** Start **

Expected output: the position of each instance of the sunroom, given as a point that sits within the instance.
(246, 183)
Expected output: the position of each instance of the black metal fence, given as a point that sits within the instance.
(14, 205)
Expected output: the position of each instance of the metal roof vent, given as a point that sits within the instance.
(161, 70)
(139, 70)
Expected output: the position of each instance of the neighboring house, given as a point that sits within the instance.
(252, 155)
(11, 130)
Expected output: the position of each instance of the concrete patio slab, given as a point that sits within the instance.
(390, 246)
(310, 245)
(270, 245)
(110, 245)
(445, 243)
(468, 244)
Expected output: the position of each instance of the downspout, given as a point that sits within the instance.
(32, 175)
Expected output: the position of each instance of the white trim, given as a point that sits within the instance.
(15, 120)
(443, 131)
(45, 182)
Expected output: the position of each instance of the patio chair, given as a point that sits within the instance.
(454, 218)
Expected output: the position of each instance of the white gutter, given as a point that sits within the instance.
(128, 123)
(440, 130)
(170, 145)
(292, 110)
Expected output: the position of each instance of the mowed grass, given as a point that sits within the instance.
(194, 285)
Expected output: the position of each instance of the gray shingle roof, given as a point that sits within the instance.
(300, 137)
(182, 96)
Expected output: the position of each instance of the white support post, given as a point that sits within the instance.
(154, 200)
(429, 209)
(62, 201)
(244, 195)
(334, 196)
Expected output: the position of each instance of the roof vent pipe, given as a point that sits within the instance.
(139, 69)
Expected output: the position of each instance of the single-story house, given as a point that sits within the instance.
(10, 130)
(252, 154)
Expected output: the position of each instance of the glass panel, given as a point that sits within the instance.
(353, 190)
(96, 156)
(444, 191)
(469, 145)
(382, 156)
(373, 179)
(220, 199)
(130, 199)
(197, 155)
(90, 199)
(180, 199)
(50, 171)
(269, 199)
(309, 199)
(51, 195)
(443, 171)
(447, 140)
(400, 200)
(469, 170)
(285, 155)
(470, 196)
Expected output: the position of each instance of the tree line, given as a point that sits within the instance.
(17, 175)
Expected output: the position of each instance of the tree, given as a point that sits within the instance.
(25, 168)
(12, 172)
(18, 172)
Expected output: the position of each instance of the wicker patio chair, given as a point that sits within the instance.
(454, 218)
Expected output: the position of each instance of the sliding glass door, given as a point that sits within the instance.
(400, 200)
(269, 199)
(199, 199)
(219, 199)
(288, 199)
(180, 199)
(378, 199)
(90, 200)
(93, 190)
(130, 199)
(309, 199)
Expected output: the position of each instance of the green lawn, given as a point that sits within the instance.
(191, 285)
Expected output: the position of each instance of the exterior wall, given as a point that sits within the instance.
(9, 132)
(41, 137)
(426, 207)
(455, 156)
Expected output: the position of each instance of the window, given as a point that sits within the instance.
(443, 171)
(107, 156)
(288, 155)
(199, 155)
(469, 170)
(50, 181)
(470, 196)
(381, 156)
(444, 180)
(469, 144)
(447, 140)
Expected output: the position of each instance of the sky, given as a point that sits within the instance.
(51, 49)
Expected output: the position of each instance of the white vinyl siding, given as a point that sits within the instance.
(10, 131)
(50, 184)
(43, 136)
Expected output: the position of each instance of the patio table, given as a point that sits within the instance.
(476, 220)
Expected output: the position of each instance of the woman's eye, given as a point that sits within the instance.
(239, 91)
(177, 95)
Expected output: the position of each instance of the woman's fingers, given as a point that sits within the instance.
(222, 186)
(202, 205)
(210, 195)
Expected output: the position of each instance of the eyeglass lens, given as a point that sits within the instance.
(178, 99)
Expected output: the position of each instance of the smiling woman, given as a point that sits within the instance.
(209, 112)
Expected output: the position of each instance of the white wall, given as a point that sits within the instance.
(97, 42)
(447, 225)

** End **

(Work to complete)
Extract every one of the lines above and reproduce each one word for word, in the same order.

(Exercise output)
Expected output: the position of each instance of the sunroom, given as a point that sits within the instance.
(246, 183)
Expected output: the position of each instance of the black metal fence, given as a point that sits within the instance.
(14, 205)
Expected output: the position of each instance of the metal roof vent, given as a point that sits within the instance.
(161, 70)
(139, 70)
Expected output: the position of each instance of the neighboring house, given as a point that sits within the instance.
(252, 155)
(11, 130)
Expected output: the position of each instance of the concrete patio slab, given as a point that sits within the instance.
(390, 246)
(310, 245)
(270, 245)
(110, 245)
(445, 243)
(468, 244)
Expected output: the position of each instance of the downspout, given as a point that sits within the instance.
(32, 175)
Expected output: the position of each instance of the white trim, given as a point that sits within the instance.
(15, 120)
(443, 131)
(45, 182)
Expected output: the position of each instance of the patio chair, given as a point that sits within the instance.
(454, 218)
Expected output: the position of each instance of the white gutter, given as a point that sits within the instance.
(128, 123)
(440, 130)
(170, 145)
(292, 110)
Expected output: the position of each instance of the mowed grass, given as a point that sits within the instance.
(194, 285)
Expected output: the position of each instance of the gray shingle roof, given as a point that sits within the instance.
(300, 137)
(182, 96)
Expected output: the position of each instance of the white support post, given as a point that sits within the instance.
(154, 200)
(429, 209)
(62, 201)
(244, 195)
(334, 196)
Expected output: the position of each instance of the roof vent pipe, given as a point that sits within the instance.
(139, 69)
Expected output: the position of each instance of the single-story house, given as a point that sits within the instance.
(10, 130)
(252, 154)
Expected output: the position of each instance of the glass panel, given as a point that sits within the instance.
(353, 190)
(96, 156)
(444, 191)
(469, 145)
(382, 156)
(373, 179)
(220, 199)
(130, 199)
(197, 155)
(90, 199)
(180, 199)
(50, 171)
(269, 199)
(309, 199)
(51, 195)
(443, 171)
(447, 140)
(400, 200)
(469, 170)
(285, 155)
(470, 196)
Expected output: the position of each instance of the tree line, given as a point that sits within the instance.
(17, 175)
Expected output: the position of each instance of the tree, given as a point that sits within the instance.
(25, 168)
(12, 172)
(18, 172)
Expected output: the position of each instance of the wicker patio chair, given as a point that sits within the instance.
(454, 218)
Expected output: the position of each instance of the sliding glass door, given as a point that sits within the instance.
(400, 200)
(269, 199)
(199, 199)
(219, 199)
(288, 199)
(180, 199)
(378, 199)
(90, 200)
(93, 190)
(130, 199)
(309, 199)
Expected output: the position of each instance of the green lawn, given as a point that sits within the instance.
(191, 285)
Expected output: the position of each instance of the exterior wall, given as a point that sits within the instance.
(9, 132)
(41, 137)
(426, 207)
(455, 156)
Expected output: the position of each instance of the window, given as a point that sits within the instance.
(443, 171)
(107, 156)
(288, 155)
(199, 155)
(469, 170)
(50, 181)
(470, 196)
(381, 156)
(444, 180)
(469, 144)
(447, 140)
Expected output: the position of each instance of the sky, given as a point that sits within the instance.
(51, 49)
Expected output: the position of each instance of the white vinyl siding, given as a point that sits within the instance.
(10, 131)
(50, 184)
(43, 136)
Expected output: the position of each instance of the patio table, given as a point that sits within the instance.
(476, 220)
Expected output: the position of each instance of the woman's eye, given as a point that sits within the instance.
(239, 91)
(177, 95)
Expected output: the position of each instance of the woman's fingers, given as a point that sits within the instance.
(222, 186)
(202, 205)
(210, 195)
Expected output: the position of each instance of the eyeglass lens, given as a point that sits within the instance.
(178, 99)
Expected output: the position of each instance of the smiling woman, given as a point that sits within the instance.
(209, 112)
Expected output: the position of each instance of the white wall, given as a point that sits within the instance.
(97, 42)
(447, 225)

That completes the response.